EXERCISE DESCRIPTION:
Return only the number of lines in the material below holding the string "band".

INPUT DATA:

******************************

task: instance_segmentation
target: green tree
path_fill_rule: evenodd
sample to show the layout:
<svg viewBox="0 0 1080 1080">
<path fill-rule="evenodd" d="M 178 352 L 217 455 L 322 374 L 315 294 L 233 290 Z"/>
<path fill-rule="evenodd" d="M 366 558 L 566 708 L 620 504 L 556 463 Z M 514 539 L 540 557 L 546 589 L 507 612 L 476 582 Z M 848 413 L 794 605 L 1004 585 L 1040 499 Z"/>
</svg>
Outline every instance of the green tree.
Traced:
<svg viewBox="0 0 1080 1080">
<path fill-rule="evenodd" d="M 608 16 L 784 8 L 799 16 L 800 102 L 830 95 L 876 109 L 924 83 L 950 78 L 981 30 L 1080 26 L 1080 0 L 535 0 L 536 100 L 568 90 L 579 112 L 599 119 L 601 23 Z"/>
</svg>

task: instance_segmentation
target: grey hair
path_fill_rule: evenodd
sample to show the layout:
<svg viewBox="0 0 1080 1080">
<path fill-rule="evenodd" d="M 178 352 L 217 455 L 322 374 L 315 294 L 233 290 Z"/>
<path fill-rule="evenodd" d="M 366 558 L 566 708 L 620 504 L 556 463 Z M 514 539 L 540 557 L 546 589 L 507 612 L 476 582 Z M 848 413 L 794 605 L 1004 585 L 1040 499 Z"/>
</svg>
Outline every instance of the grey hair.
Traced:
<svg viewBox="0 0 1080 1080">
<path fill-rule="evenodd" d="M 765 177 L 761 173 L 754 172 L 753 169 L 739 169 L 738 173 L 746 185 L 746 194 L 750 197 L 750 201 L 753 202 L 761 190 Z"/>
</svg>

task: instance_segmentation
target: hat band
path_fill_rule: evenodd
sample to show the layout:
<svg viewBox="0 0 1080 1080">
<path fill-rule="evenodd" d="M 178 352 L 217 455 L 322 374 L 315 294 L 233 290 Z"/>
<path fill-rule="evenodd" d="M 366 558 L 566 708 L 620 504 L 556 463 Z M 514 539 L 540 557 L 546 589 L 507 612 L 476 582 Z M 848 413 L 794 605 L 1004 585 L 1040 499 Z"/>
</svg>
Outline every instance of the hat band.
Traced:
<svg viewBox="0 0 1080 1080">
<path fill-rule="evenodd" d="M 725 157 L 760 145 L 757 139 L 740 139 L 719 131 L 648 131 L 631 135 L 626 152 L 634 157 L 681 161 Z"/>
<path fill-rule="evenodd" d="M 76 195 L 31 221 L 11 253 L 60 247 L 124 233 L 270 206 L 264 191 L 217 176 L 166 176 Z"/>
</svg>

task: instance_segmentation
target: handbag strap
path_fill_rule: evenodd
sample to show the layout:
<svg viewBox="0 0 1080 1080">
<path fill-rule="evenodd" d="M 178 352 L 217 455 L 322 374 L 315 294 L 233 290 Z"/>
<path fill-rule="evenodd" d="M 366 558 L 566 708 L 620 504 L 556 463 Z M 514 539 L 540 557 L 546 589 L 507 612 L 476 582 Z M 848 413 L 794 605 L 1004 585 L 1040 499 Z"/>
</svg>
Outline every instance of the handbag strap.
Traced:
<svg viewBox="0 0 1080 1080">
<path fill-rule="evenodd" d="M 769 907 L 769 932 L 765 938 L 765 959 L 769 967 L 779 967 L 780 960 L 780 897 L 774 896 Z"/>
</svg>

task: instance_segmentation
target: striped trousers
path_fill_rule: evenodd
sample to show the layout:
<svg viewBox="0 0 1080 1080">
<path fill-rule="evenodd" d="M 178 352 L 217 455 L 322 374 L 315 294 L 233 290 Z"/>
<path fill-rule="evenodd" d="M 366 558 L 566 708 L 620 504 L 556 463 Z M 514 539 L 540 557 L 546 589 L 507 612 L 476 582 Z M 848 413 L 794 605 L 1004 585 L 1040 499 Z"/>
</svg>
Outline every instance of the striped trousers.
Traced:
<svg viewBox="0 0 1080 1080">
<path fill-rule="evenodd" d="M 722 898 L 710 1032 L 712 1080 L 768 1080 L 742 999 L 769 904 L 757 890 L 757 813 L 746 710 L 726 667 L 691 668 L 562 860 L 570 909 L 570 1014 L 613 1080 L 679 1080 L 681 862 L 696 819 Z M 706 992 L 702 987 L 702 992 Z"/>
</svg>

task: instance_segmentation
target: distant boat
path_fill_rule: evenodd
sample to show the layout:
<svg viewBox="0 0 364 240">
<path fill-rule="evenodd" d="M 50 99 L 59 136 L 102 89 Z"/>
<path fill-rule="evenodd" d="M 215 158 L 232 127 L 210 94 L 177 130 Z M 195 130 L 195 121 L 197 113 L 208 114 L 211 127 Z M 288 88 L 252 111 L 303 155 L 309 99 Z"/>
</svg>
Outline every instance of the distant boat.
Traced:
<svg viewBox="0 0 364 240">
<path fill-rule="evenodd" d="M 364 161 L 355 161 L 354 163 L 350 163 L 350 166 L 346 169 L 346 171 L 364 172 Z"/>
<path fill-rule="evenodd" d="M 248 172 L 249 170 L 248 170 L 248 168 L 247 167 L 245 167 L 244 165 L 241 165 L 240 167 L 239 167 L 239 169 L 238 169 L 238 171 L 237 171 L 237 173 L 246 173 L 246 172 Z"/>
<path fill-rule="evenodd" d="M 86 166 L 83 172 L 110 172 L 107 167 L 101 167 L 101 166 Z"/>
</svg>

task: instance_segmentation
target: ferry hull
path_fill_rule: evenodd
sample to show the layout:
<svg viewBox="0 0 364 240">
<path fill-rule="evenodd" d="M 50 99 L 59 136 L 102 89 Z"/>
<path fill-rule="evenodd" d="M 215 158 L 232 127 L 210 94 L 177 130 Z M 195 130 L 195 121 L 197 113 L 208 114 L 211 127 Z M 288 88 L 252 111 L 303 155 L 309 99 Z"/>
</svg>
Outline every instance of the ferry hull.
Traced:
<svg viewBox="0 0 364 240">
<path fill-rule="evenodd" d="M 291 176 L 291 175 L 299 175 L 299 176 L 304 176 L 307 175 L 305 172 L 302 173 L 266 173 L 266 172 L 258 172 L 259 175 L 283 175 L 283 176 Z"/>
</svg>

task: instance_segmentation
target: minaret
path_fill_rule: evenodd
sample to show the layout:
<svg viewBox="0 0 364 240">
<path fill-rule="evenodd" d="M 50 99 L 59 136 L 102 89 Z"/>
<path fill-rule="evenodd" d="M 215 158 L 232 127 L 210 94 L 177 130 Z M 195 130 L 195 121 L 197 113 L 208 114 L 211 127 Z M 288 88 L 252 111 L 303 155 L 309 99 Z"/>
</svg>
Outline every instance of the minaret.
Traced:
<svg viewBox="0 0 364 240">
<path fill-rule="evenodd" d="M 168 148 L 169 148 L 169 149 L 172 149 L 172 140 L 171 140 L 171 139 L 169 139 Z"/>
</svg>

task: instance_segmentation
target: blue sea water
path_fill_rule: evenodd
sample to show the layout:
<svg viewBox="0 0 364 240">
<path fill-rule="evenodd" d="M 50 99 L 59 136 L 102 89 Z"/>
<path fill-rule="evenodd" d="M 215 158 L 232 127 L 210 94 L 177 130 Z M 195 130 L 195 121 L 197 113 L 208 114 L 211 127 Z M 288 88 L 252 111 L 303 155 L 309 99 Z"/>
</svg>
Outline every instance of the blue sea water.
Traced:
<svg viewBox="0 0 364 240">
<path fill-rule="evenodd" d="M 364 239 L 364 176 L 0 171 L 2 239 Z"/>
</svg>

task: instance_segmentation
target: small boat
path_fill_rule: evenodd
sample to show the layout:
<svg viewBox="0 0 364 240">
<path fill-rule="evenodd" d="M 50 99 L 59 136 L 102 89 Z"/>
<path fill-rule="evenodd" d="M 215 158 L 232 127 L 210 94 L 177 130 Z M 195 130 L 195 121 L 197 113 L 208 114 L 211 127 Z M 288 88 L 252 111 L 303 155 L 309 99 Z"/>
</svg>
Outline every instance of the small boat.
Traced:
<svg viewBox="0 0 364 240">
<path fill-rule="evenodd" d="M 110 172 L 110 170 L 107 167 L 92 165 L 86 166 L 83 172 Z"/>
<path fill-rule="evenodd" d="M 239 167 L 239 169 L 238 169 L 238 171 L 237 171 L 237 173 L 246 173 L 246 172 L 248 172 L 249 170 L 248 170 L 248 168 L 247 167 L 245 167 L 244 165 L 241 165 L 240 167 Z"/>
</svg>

******************************

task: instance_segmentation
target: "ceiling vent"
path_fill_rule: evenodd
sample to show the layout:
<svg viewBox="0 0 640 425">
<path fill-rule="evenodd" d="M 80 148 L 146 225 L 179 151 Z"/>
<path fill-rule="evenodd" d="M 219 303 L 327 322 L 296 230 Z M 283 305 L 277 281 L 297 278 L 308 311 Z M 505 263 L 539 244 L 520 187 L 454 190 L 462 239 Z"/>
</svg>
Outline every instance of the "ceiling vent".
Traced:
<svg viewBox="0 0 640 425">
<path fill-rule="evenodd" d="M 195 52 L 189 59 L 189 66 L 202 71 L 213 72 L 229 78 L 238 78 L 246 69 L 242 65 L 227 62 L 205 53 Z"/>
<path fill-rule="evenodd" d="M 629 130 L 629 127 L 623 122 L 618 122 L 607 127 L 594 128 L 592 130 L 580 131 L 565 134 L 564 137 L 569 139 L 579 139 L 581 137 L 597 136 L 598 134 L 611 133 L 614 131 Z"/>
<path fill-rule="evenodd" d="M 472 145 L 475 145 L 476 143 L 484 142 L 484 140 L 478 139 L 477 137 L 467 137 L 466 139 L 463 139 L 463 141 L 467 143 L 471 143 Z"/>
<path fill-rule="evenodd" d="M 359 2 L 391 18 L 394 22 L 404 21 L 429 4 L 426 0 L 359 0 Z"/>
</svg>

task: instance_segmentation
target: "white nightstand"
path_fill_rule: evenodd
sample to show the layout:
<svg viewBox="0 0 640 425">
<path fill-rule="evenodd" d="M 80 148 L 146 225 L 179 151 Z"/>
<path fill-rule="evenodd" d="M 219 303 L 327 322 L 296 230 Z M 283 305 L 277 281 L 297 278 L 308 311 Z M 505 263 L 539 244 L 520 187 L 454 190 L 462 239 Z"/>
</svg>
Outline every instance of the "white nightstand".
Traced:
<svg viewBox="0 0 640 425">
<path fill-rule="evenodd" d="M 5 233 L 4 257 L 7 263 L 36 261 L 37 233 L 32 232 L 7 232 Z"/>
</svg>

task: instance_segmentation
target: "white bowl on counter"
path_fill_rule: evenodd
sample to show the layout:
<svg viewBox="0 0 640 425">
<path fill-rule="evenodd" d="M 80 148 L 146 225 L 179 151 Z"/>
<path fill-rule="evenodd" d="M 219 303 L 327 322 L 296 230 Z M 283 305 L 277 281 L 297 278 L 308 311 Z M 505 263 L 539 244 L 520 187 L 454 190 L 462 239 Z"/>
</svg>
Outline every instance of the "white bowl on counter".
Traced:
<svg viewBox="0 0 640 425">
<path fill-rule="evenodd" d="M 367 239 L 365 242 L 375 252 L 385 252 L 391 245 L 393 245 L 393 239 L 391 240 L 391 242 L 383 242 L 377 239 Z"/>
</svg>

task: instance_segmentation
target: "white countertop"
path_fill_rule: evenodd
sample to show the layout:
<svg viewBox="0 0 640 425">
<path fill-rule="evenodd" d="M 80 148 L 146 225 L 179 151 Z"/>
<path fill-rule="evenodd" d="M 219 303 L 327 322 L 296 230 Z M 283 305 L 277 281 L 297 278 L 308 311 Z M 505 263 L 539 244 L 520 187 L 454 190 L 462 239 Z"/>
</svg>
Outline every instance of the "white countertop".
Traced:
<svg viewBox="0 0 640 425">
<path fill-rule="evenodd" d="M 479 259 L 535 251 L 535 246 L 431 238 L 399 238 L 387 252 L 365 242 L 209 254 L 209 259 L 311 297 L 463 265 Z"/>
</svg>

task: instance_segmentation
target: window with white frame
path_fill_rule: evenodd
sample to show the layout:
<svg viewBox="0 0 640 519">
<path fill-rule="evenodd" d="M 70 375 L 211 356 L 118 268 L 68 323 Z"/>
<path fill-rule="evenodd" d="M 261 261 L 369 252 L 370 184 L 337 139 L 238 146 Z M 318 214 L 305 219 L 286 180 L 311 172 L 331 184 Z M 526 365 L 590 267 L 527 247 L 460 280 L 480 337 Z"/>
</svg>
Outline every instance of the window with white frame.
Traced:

******************************

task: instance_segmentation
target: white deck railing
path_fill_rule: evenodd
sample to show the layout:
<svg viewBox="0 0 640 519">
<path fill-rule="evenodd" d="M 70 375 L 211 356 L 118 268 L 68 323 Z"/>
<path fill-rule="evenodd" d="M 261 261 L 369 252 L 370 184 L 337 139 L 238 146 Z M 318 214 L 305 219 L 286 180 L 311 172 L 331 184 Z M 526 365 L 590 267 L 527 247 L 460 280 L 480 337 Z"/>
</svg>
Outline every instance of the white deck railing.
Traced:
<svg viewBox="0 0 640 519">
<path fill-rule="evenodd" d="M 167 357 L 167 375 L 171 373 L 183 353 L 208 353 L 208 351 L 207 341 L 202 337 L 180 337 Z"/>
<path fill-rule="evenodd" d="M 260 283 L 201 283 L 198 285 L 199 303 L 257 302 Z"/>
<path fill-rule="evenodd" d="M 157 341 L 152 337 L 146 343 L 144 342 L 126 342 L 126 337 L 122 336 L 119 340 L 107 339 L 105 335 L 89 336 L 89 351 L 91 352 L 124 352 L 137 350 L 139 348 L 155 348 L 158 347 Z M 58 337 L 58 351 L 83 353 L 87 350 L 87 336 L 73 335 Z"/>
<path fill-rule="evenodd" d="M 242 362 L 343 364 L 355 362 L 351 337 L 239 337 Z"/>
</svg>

******************************

ANSWER TO THIS PROBLEM:
2